▶ Görevler:
- a) Dünya Mülteciler Günü metnine göre her dakika kaç kişi yaşadığı yeri terk ediyor?
- b) Dünya Mülteciler Günü metninde, Birleşmiş Milletler raporuna göre en çok göç veren ülkeler arasında sayılan bütün ülkeleri sıralayın.

Açlık, kuraklık ve savaştan kaçıyorlar: 20 Haziran Dünya Mülteciler Günü

Dünyada 82 milyondan fazla insan çeşitli sebeplerle doğduğu toprakları terk etmek zorunda kaldı. Umutları daha iyi bir hayat kurmak olan mülteciler özellikle batılı ülkelerde yabancı düşmanlığı ve insanlık dışı koşullarla karşılaşıyorlar.

Açlık, kuraklık ve savaştan kaçıyorlar: 20 Haziran Dünya Mülteciler Günü

Bugün 20 Haziran Dünya Mülteciler Günü.

Birçok mülteci açlığın yaşanmadığı, savaşların olmadığı, evlerinin bombalanmadığı daha iyi bir yaşam için göç ediyor.

Sudan'da büyüyen kamplar...

Amerika Birleşik Devletleri'nin sınırına yürüyen binlerce insan...

Fas'tan yüzerek Avrupa'ya ulaşmaya çalışanlar...

Meksika'daki kimsesi olmayan göçmen çocuklar...

Göçmen sayısı 3 kat arttı

Dünya genelinde doğdukları ülkeden başka bir ülkeye göç edenlerin sayısı 50 yılda 3 kattan fazla arttı. Bugün sayıları 82 milyonu aştı.

Her dakika 25 kişi ekonomik, doğal afet ve çatışmalar gibi çeşitli sebeplerden yaşadıkları yeri terk ediyor.

Birlemiş Milletler'in hazırladığı rapora göre en çok göç veren ülkeler arasında; iç savaşın hala sürdüğü Suriye, yoksulluğun giderek artığı Venezuela ve istikrarın hala sağlanamadığı Afganistan yer alıyor.

▶ Verilen Veriler:
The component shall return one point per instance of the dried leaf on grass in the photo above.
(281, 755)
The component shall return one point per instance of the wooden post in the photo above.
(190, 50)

▶ Cevaplar:
- a) Her dakika 25 kişi yaşadığı yeri terk ediyor.

- b) Suriye, Venezuela, Afganistan